--- Start ---

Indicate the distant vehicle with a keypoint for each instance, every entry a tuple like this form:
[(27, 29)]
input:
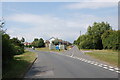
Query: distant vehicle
[(33, 48)]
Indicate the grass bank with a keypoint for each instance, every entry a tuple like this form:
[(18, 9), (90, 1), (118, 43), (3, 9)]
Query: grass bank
[(19, 65), (47, 49), (109, 56)]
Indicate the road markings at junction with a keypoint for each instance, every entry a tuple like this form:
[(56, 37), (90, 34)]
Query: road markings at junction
[(110, 68)]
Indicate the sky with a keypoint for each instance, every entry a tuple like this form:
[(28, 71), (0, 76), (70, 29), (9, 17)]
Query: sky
[(62, 20)]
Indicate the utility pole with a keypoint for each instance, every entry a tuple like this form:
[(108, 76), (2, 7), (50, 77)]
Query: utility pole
[(80, 35)]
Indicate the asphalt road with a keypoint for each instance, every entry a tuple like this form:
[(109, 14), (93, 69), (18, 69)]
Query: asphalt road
[(53, 65)]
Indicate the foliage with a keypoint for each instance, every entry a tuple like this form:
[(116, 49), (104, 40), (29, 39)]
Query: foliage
[(56, 42), (23, 39), (95, 37), (110, 40), (38, 43)]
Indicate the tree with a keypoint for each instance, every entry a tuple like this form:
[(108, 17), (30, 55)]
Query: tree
[(92, 38), (38, 43), (110, 40), (56, 42), (23, 39), (41, 43)]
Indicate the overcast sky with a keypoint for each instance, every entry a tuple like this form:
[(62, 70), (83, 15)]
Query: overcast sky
[(63, 20)]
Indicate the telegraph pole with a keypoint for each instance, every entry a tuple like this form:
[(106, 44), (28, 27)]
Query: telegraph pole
[(80, 35)]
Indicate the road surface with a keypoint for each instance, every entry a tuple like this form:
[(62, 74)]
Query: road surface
[(53, 65)]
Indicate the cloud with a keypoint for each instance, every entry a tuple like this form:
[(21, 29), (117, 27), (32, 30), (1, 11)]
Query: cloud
[(47, 26), (91, 5)]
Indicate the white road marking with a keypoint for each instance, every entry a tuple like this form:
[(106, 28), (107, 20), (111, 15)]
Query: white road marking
[(94, 63), (111, 69)]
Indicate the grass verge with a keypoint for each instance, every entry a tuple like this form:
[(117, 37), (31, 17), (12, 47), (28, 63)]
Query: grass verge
[(109, 56), (19, 65), (47, 49)]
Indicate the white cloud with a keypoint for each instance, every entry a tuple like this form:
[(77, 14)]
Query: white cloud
[(91, 5), (47, 26)]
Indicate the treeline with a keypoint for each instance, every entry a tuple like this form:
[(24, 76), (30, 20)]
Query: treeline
[(38, 43), (99, 36), (10, 47)]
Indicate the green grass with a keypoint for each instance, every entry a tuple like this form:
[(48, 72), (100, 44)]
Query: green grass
[(109, 56), (19, 65), (47, 49)]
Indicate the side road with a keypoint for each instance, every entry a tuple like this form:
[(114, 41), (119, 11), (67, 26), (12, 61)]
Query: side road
[(75, 52)]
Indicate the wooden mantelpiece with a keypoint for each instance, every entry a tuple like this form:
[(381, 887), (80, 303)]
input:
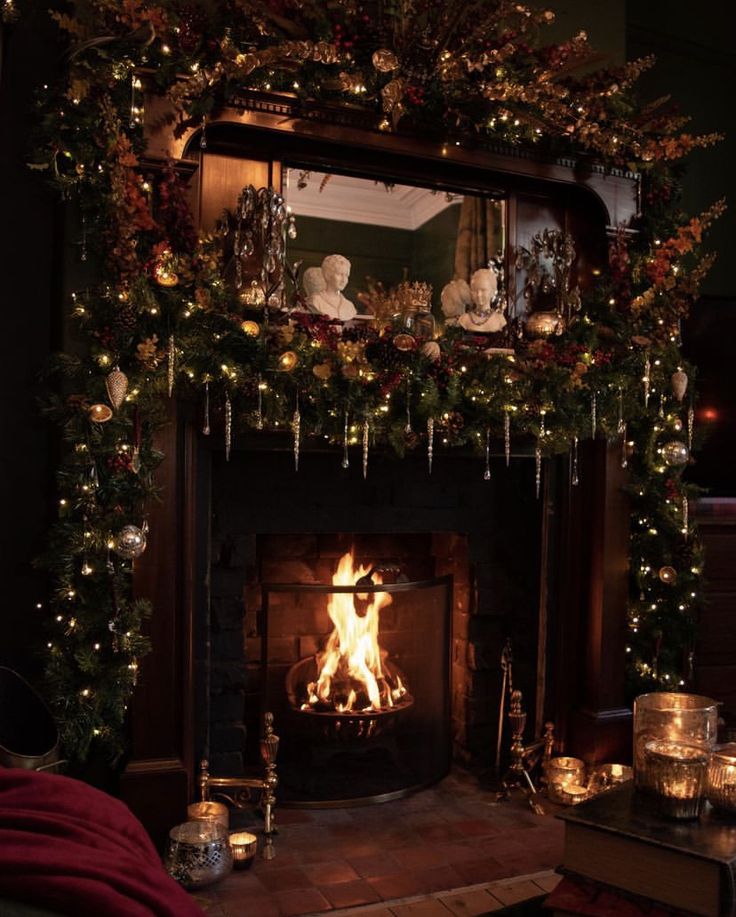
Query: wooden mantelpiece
[(588, 537)]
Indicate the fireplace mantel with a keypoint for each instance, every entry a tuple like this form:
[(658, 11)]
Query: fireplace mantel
[(585, 529)]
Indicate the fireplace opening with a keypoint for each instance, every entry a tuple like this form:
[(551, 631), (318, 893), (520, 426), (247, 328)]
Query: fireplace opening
[(357, 674)]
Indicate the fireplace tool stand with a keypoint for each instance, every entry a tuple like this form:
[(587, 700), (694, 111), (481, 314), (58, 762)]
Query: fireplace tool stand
[(523, 757), (237, 790)]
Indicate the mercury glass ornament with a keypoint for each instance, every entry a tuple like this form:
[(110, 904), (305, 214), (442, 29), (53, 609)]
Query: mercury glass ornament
[(130, 542), (675, 452)]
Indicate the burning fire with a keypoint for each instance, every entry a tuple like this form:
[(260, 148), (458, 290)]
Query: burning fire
[(353, 673)]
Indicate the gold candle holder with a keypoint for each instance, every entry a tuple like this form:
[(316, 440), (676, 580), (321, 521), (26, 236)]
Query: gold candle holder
[(244, 846), (676, 775), (721, 781), (562, 772), (210, 812)]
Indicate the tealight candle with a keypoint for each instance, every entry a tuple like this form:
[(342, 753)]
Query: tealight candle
[(244, 846), (677, 776), (209, 811)]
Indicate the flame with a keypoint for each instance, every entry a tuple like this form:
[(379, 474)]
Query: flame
[(351, 672)]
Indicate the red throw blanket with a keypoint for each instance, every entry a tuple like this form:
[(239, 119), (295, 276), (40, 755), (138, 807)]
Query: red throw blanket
[(72, 849)]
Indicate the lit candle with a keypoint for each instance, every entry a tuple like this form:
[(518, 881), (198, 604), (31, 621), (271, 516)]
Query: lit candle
[(210, 812), (244, 846)]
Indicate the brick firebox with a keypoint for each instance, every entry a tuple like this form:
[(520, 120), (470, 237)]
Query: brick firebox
[(271, 524)]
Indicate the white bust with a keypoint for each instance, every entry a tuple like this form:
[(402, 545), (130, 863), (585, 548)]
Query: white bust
[(455, 299), (484, 317), (330, 301)]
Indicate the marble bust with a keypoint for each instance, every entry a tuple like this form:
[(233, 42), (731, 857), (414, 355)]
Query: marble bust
[(485, 315), (455, 299), (330, 300)]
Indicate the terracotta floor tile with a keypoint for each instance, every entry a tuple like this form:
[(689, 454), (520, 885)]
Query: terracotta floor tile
[(472, 903), (483, 870), (297, 901), (350, 894), (284, 878), (399, 885), (330, 873), (376, 864)]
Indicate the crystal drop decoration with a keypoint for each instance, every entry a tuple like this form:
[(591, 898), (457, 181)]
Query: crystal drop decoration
[(366, 434), (624, 447), (345, 436), (171, 364), (259, 407), (593, 414), (206, 419), (228, 427), (296, 426)]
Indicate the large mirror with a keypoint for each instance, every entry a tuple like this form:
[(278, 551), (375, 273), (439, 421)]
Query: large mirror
[(391, 235)]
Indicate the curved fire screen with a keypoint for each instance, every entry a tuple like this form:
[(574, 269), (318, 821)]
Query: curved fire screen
[(357, 677)]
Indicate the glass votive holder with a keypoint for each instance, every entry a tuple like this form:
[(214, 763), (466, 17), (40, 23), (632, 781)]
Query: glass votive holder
[(564, 770), (688, 719), (244, 846), (720, 788), (209, 811), (677, 775)]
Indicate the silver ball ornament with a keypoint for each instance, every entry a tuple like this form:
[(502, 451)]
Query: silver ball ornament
[(130, 542), (675, 452)]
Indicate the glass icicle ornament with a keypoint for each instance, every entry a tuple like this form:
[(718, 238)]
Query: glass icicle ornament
[(206, 419), (296, 425), (366, 434), (345, 436), (171, 364), (228, 427)]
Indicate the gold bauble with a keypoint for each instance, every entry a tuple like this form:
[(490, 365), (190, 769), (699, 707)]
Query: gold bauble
[(668, 575), (287, 361), (251, 328), (544, 324), (100, 413), (404, 342)]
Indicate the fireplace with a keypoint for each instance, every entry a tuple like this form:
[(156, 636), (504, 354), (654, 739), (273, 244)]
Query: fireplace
[(460, 558)]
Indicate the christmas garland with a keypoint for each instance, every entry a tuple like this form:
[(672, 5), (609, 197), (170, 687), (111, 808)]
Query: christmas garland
[(163, 319)]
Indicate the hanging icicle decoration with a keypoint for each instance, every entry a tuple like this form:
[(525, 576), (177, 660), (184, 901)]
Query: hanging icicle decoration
[(171, 364), (593, 414), (206, 419), (228, 427), (296, 426), (345, 434), (646, 379), (366, 433), (259, 408)]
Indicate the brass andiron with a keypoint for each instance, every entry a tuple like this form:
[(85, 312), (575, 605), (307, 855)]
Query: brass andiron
[(525, 757), (237, 790)]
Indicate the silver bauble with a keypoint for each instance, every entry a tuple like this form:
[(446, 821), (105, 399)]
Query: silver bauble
[(130, 542), (675, 452)]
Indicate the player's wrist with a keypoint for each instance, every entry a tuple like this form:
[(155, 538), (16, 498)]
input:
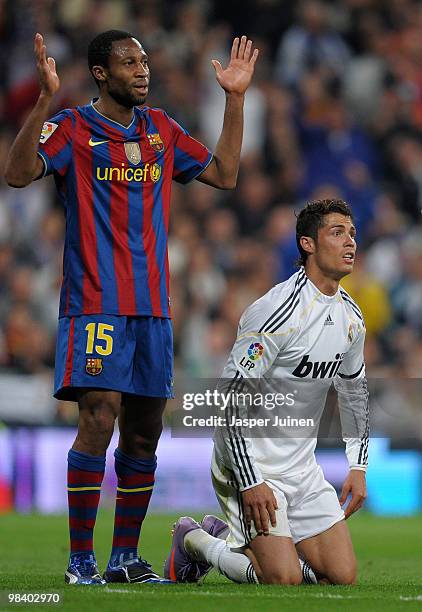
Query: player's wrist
[(45, 98), (235, 96), (358, 468)]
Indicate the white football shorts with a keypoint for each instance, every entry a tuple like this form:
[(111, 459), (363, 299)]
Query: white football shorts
[(307, 505)]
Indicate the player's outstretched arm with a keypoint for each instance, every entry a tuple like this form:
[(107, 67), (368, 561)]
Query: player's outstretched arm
[(23, 165), (235, 79)]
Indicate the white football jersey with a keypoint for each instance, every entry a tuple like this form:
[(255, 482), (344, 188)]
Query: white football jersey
[(300, 341)]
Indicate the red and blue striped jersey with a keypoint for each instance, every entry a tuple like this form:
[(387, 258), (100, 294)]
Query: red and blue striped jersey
[(115, 184)]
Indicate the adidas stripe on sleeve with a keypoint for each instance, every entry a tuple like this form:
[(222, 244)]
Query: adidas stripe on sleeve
[(353, 397), (253, 354)]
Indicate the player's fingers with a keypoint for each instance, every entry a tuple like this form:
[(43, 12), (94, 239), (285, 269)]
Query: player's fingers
[(242, 46), (351, 507), (254, 57), (271, 511), (248, 49), (235, 48), (248, 515), (264, 520), (257, 519), (344, 493)]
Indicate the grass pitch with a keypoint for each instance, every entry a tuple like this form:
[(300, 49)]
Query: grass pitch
[(34, 556)]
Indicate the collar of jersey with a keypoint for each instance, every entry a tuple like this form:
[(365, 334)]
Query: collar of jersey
[(113, 123), (322, 296)]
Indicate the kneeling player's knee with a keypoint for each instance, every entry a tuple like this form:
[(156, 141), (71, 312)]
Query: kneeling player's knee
[(138, 444), (96, 421), (344, 575), (286, 576)]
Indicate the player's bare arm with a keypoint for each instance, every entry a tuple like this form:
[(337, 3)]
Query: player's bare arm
[(23, 165), (260, 505), (354, 485), (235, 79)]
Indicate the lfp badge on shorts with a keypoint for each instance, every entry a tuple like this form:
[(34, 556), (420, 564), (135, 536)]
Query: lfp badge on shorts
[(94, 366)]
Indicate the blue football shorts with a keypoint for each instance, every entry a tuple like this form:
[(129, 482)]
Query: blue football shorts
[(120, 353)]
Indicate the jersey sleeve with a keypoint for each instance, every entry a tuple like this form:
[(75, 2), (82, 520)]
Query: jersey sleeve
[(353, 399), (253, 354), (190, 156), (55, 146)]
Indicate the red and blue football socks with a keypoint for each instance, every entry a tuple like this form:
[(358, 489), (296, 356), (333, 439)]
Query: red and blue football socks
[(84, 477), (135, 482)]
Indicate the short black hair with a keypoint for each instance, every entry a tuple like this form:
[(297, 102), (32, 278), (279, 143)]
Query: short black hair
[(99, 49), (311, 218)]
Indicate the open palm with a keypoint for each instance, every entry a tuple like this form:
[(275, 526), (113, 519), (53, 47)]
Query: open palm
[(49, 81), (238, 74)]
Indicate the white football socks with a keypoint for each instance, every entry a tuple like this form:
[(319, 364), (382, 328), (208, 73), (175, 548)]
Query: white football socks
[(203, 547)]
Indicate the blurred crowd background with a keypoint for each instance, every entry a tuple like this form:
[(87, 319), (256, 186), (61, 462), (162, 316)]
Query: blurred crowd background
[(335, 110)]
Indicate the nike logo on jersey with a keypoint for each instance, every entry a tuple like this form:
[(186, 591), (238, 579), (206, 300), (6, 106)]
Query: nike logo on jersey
[(94, 143), (318, 369)]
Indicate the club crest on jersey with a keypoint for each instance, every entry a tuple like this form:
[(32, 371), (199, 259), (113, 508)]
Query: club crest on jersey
[(94, 366), (155, 142), (133, 152), (47, 130)]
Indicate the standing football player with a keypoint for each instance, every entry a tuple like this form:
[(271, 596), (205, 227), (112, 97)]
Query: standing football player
[(282, 515), (113, 164)]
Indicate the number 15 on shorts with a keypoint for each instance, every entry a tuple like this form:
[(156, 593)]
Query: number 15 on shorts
[(98, 339)]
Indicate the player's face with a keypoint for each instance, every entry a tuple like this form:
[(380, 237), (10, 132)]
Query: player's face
[(335, 248), (128, 73)]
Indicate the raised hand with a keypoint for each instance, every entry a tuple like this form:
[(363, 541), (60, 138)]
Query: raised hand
[(237, 76), (49, 81)]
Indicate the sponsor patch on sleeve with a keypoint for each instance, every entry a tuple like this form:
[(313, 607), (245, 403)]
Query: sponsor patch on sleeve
[(47, 129)]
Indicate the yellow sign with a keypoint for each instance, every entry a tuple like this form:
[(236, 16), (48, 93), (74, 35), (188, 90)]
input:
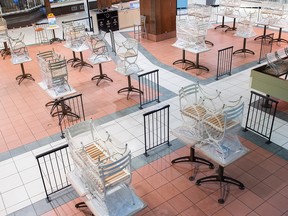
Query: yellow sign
[(51, 19)]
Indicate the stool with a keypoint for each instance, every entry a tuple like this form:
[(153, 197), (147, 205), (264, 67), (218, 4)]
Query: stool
[(140, 28)]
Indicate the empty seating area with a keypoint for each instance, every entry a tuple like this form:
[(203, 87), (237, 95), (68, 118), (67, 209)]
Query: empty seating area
[(210, 165)]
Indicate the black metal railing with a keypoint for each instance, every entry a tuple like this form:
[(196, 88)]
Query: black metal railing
[(112, 41), (9, 6), (261, 115), (69, 110), (224, 62), (156, 128), (53, 166), (88, 22), (266, 46), (149, 85)]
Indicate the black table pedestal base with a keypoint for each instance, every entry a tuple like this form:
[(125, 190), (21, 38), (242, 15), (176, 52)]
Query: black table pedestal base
[(222, 179), (130, 88), (101, 76), (24, 75), (193, 159), (244, 50), (183, 60)]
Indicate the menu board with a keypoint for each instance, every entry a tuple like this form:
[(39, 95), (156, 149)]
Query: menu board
[(51, 19)]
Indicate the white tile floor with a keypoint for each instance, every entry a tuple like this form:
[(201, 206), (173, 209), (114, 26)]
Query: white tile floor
[(20, 182)]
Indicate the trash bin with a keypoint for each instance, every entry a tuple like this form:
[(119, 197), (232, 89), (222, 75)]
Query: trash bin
[(210, 2)]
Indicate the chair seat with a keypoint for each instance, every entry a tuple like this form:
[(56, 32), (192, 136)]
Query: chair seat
[(116, 178), (217, 122), (127, 54), (94, 152), (39, 29), (197, 112)]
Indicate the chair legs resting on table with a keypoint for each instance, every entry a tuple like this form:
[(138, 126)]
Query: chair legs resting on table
[(130, 88), (82, 205), (222, 24), (279, 39), (101, 76), (244, 49), (183, 60), (73, 60), (221, 178), (192, 158), (24, 75)]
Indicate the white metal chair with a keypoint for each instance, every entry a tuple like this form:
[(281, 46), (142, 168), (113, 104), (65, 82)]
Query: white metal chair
[(4, 38), (40, 33), (127, 52), (222, 144), (59, 76), (19, 51), (101, 164), (246, 24), (275, 64), (195, 103), (140, 28), (98, 47)]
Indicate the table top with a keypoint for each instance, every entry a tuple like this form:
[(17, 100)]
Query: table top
[(252, 34), (52, 93), (81, 48), (99, 60), (197, 50), (51, 27), (20, 59)]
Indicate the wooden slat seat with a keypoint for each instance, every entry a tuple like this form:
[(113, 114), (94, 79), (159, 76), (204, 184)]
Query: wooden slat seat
[(197, 112), (218, 122), (94, 152)]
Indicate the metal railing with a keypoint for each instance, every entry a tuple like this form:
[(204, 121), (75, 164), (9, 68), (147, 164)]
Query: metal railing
[(53, 166), (266, 46), (224, 62), (82, 21), (9, 6), (261, 115), (69, 110), (149, 85), (156, 128)]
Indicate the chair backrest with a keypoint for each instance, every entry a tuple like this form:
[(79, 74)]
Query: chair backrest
[(58, 69), (224, 62), (188, 95), (274, 63), (18, 48), (115, 172), (143, 20), (220, 123), (3, 25), (131, 46)]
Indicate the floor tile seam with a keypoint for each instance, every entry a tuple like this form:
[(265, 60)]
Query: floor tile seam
[(161, 156), (178, 72)]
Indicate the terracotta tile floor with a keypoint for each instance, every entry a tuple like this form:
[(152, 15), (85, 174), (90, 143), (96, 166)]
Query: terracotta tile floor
[(25, 119), (167, 190)]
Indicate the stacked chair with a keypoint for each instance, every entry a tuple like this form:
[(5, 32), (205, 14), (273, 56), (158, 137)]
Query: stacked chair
[(19, 51), (211, 126), (277, 63), (75, 36), (103, 167), (127, 52), (99, 48), (54, 72), (3, 38), (192, 31)]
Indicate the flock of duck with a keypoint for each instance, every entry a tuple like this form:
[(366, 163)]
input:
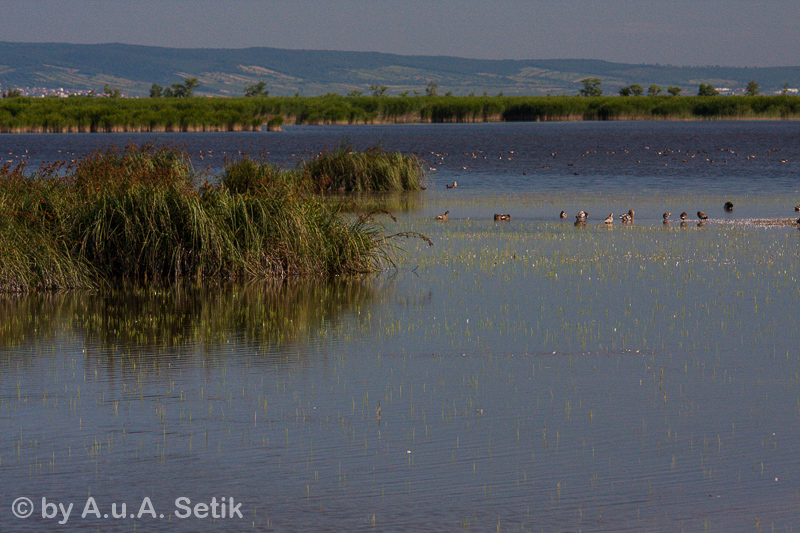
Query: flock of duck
[(627, 218)]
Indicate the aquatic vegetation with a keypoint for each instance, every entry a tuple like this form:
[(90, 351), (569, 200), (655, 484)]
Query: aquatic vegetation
[(82, 114), (345, 170), (137, 213)]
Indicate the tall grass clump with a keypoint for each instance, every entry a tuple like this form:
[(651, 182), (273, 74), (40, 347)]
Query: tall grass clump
[(137, 213), (35, 252), (345, 170)]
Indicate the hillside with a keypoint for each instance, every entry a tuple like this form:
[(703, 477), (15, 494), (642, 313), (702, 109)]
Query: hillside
[(226, 72)]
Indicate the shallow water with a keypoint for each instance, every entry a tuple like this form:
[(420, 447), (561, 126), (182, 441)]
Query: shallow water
[(531, 375)]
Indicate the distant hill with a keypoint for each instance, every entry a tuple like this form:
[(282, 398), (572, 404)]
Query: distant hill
[(226, 72)]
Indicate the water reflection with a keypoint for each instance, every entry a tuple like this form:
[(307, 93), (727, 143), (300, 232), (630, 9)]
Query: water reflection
[(189, 317)]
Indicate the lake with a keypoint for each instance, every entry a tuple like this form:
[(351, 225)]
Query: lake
[(525, 375)]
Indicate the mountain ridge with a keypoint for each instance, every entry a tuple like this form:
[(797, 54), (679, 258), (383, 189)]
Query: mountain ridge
[(226, 72)]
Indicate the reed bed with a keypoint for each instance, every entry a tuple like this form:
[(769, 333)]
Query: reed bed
[(84, 114), (138, 213)]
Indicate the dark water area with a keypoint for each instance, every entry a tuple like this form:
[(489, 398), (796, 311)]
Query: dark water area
[(529, 375)]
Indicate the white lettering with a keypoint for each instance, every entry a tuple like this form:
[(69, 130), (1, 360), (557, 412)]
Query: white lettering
[(91, 507)]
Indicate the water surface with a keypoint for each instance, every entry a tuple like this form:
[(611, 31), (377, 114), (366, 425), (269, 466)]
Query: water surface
[(522, 376)]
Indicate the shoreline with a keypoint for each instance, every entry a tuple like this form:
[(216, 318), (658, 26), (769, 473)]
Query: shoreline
[(291, 121), (186, 115)]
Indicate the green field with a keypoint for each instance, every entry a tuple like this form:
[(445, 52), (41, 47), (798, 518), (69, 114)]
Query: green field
[(97, 114)]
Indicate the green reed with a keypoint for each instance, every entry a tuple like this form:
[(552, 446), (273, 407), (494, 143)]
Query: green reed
[(138, 213), (84, 114)]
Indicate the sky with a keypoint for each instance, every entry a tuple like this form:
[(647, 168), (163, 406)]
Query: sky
[(741, 33)]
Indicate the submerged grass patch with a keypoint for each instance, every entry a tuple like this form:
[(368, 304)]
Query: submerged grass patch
[(138, 213)]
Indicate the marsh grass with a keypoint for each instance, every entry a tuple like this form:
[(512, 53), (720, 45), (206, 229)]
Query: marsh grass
[(57, 115), (137, 212)]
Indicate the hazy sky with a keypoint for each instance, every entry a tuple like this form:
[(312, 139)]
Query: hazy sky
[(680, 32)]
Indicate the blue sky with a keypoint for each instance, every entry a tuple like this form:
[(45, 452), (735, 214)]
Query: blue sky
[(679, 32)]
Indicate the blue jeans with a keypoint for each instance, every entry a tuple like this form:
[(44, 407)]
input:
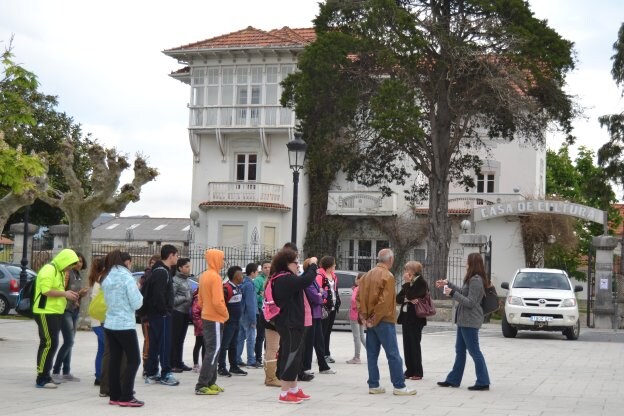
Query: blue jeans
[(468, 339), (229, 344), (384, 335), (99, 332), (247, 332), (159, 345), (68, 329)]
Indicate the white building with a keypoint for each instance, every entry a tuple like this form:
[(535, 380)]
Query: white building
[(242, 183)]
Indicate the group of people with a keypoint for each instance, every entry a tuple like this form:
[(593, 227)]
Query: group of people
[(228, 316)]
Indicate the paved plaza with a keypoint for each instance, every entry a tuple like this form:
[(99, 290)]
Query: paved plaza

--- End ---

- _Work required_: Reproduce verbatim the lines of the listing above, beginning with the line containing "Indicate the red throw" and continuing through the line containing "[(391, 235)]", with both of those lines included.

- _The completed task_:
Indicate the red throw blanket with a keypoint for each instance, every entry a tuple like this form:
[(239, 119), (295, 276), (40, 755), (138, 807)]
Query: red throw blanket
[(72, 849)]
Indicate the lit candle with a keypoint for each instance, every entry a tuple like this form:
[(518, 881), (198, 604), (31, 621), (271, 516)]
Query: lit candle
[(210, 812), (244, 846)]
Indicate the brick firebox with a keypoint for each instance, every entry a tuple like this form:
[(520, 120), (470, 237)]
Query: brick firebox
[(271, 524)]
Indicate the white bust with a keypoint for each instance, every entry a tuple like this form:
[(402, 545), (130, 863), (585, 548)]
Query: white bust
[(455, 299), (484, 317), (330, 301)]
Indicate the marble bust with a keypoint for each instance, every entry a tuple like this form:
[(233, 42), (731, 857), (414, 355)]
Query: marble bust
[(485, 315), (455, 299), (330, 300)]
Indicate the terracotta floor tile with a keypoint for each instance, every entry a tuple like this form:
[(689, 454), (520, 885)]
Query: terracotta floor tile
[(472, 903), (483, 870), (297, 901), (350, 894), (284, 878), (399, 885), (330, 873), (376, 864)]
Indicate the crystal drop decoration with a keypoint for each instance, every entry a tuple like this form:
[(591, 898), (457, 181)]
Query: crystal drop decoration
[(366, 434), (624, 447), (345, 436), (171, 364), (259, 407), (593, 414), (206, 419), (228, 427), (296, 426)]
Indicate the large mirror with a keypoint for each instance, every entry a tuple like this form:
[(278, 551), (375, 273), (439, 421)]
Query: large mirror
[(391, 235)]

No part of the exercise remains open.